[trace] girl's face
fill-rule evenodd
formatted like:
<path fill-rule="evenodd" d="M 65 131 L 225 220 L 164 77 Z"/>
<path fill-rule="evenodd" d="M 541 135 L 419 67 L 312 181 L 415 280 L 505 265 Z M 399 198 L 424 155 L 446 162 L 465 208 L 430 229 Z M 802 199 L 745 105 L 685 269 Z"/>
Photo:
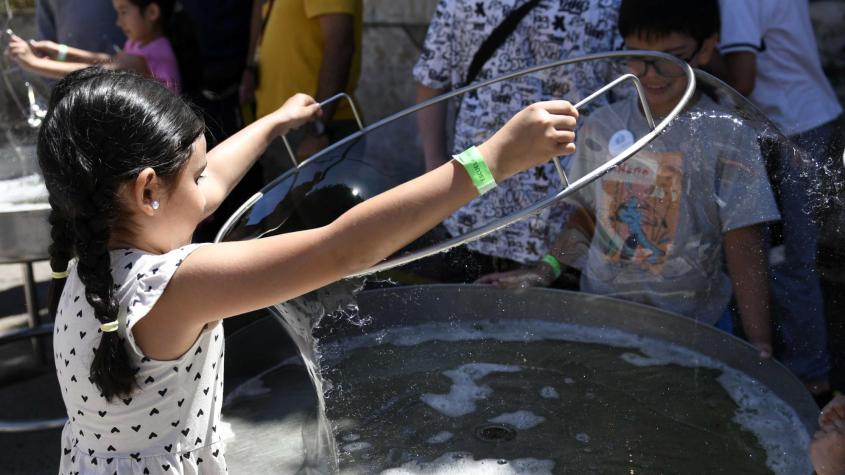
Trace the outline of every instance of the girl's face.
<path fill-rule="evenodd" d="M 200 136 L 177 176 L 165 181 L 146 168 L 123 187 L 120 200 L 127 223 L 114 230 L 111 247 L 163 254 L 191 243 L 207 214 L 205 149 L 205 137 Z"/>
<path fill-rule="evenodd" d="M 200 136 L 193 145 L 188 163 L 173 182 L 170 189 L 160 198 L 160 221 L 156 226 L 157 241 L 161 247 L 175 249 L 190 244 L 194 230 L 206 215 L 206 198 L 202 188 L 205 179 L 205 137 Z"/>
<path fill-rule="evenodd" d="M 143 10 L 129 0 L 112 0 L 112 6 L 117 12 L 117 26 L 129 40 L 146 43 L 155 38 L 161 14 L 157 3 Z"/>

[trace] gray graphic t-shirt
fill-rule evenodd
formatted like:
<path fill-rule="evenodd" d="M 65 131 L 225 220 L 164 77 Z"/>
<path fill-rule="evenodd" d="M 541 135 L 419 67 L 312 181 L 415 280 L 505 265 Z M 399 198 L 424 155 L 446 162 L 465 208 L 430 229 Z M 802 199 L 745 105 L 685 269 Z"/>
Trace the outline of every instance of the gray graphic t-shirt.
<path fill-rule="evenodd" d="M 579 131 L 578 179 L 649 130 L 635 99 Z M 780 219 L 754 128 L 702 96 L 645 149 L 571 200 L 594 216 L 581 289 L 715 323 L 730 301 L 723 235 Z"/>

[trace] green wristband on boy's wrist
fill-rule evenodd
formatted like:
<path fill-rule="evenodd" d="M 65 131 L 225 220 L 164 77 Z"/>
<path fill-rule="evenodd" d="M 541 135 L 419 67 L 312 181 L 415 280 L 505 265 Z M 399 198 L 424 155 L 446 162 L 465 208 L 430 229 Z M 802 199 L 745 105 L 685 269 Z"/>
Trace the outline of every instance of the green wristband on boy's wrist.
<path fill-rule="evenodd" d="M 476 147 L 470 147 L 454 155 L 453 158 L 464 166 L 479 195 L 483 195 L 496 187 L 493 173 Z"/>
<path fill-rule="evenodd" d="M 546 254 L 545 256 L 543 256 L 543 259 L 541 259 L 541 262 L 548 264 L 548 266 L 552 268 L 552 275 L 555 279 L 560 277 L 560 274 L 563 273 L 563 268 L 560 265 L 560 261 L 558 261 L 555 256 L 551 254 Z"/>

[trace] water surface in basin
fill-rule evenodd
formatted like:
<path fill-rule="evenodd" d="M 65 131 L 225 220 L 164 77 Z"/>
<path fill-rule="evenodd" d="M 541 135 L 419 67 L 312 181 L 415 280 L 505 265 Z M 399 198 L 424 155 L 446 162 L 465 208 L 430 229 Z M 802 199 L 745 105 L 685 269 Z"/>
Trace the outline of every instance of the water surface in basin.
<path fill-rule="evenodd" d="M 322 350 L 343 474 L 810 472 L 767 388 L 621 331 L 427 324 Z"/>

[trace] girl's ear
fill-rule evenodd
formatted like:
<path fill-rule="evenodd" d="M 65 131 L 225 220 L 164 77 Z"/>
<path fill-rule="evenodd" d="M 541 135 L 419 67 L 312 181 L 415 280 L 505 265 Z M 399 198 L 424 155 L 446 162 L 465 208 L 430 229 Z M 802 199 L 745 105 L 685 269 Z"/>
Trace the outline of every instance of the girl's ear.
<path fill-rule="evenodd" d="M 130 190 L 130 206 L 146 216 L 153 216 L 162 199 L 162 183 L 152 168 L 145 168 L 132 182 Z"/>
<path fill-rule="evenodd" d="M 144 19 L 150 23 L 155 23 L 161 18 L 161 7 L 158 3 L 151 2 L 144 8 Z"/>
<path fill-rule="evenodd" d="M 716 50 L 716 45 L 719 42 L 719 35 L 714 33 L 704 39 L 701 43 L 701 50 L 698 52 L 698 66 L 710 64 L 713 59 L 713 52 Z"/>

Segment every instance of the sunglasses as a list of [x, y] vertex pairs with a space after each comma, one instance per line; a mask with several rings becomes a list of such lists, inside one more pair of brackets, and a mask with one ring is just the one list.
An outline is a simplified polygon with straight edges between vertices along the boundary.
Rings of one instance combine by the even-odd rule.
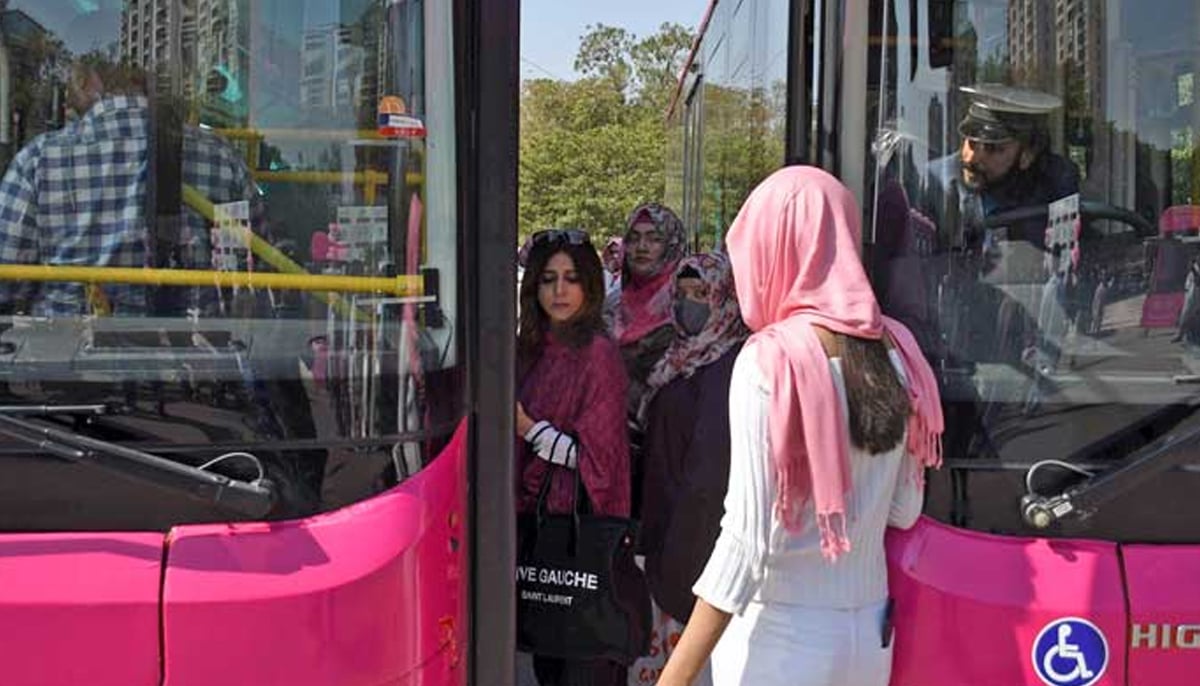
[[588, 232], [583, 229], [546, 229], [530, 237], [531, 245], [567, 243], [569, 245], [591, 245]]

--

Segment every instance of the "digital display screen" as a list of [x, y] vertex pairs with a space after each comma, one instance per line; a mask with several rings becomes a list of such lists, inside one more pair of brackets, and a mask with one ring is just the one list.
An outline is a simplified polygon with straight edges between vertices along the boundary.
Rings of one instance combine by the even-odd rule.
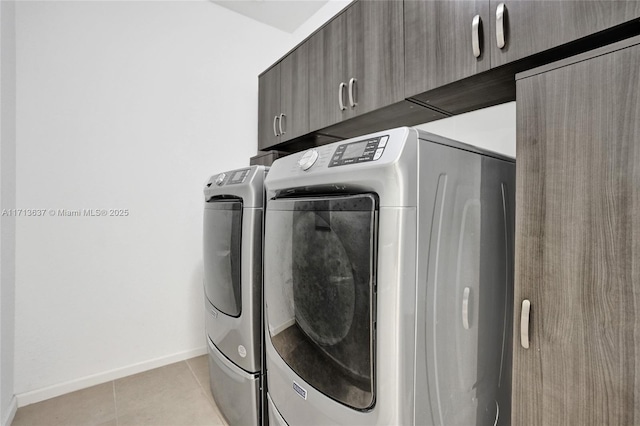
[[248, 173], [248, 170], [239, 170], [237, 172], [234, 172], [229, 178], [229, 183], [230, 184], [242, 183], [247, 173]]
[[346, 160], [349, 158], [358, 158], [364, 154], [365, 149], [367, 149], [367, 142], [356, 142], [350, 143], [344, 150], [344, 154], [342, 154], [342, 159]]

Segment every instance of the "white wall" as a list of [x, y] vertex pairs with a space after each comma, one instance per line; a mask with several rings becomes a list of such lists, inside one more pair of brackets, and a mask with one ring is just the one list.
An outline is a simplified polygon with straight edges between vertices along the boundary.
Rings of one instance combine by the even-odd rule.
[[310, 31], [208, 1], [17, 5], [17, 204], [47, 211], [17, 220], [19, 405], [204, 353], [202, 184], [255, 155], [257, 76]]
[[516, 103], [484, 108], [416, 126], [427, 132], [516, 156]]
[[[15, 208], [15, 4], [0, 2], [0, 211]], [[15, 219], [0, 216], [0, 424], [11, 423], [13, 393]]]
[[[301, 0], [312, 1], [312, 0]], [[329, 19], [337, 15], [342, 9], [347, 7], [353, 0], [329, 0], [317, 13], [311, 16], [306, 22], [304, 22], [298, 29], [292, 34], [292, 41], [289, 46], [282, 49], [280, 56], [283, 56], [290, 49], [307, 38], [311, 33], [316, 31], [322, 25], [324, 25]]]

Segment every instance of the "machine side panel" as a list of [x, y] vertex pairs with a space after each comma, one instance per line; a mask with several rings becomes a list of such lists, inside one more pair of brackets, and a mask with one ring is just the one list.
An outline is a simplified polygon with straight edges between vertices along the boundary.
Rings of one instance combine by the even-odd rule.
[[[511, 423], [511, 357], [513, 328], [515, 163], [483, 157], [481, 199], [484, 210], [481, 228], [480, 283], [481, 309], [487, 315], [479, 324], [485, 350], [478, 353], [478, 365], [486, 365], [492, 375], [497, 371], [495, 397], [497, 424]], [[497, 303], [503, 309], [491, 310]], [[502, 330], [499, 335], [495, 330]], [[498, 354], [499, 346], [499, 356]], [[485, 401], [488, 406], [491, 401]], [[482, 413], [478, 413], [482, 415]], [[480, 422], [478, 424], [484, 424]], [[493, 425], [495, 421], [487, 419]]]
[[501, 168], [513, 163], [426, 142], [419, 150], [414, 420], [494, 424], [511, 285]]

--

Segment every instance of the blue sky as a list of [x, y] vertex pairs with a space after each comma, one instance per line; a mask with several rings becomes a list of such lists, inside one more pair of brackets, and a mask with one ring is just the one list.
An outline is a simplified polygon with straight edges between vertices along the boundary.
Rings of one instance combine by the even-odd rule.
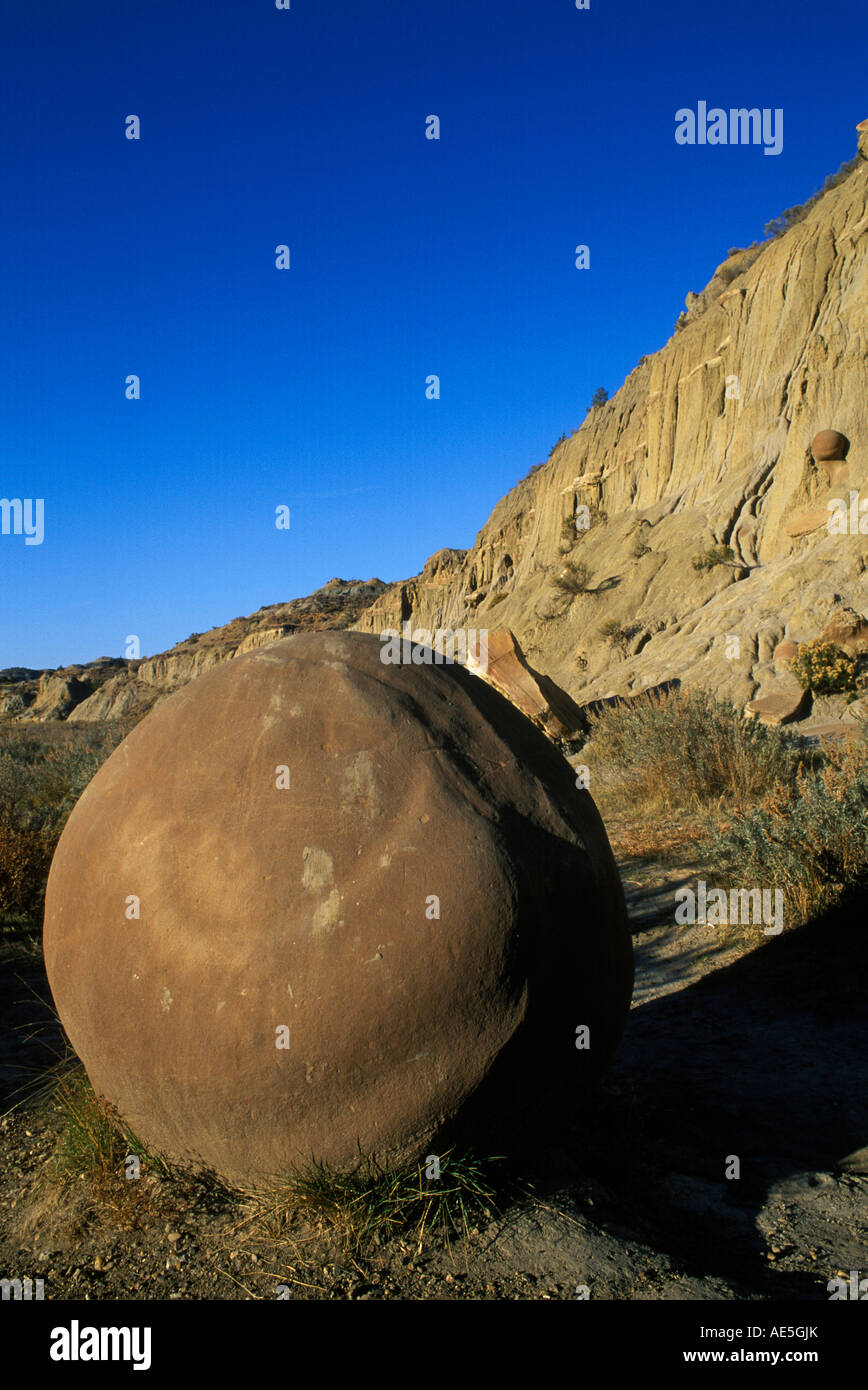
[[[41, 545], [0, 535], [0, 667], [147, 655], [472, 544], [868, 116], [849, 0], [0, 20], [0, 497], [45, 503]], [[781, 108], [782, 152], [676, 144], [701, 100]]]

▶ **Exercise**: What lines of the preceding data include the string "after"? Pull them out.

▶ **Solved exercise**:
Segment every instance of the sunglasses as a list of [x, y] vertex pairs with a space after each comma, one instance per line; a mask with several rings becomes a list of such lists, inside one more pair of brackets, and a mask with one ring is just the one list.
Segment every instance of the "digital display screen" as a list of [x, y] vertex pairs with a space after each comma, one instance per line; a mask with several rings becomes a list of such lists, inside one more pair of brackets, and a mask with one ring is just the one list.
Segment every instance of the "white wall" as a list of [x, y] vertex pairs with a space after each comma, one instance per line; a mask with several rings becomes a list of such lists, inside one more pair of brackets, and a mask with one ring is just the one list.
Segment every instance of the "machine side panel" as a list of [x, y] vertex pairs with a space after each comma, one instance per line; a mask with several rings becomes a list of such lists, inside one more pair of brackets, and a mask with one ring is just the one list.
Segment every instance of the blue sky as a list of [x, y] vertex pairs with a space after each comma, one instance per line; a mask with several rings becomes a list of such lists, inside one more pair of brackets, and a mask with one ring is just the one list.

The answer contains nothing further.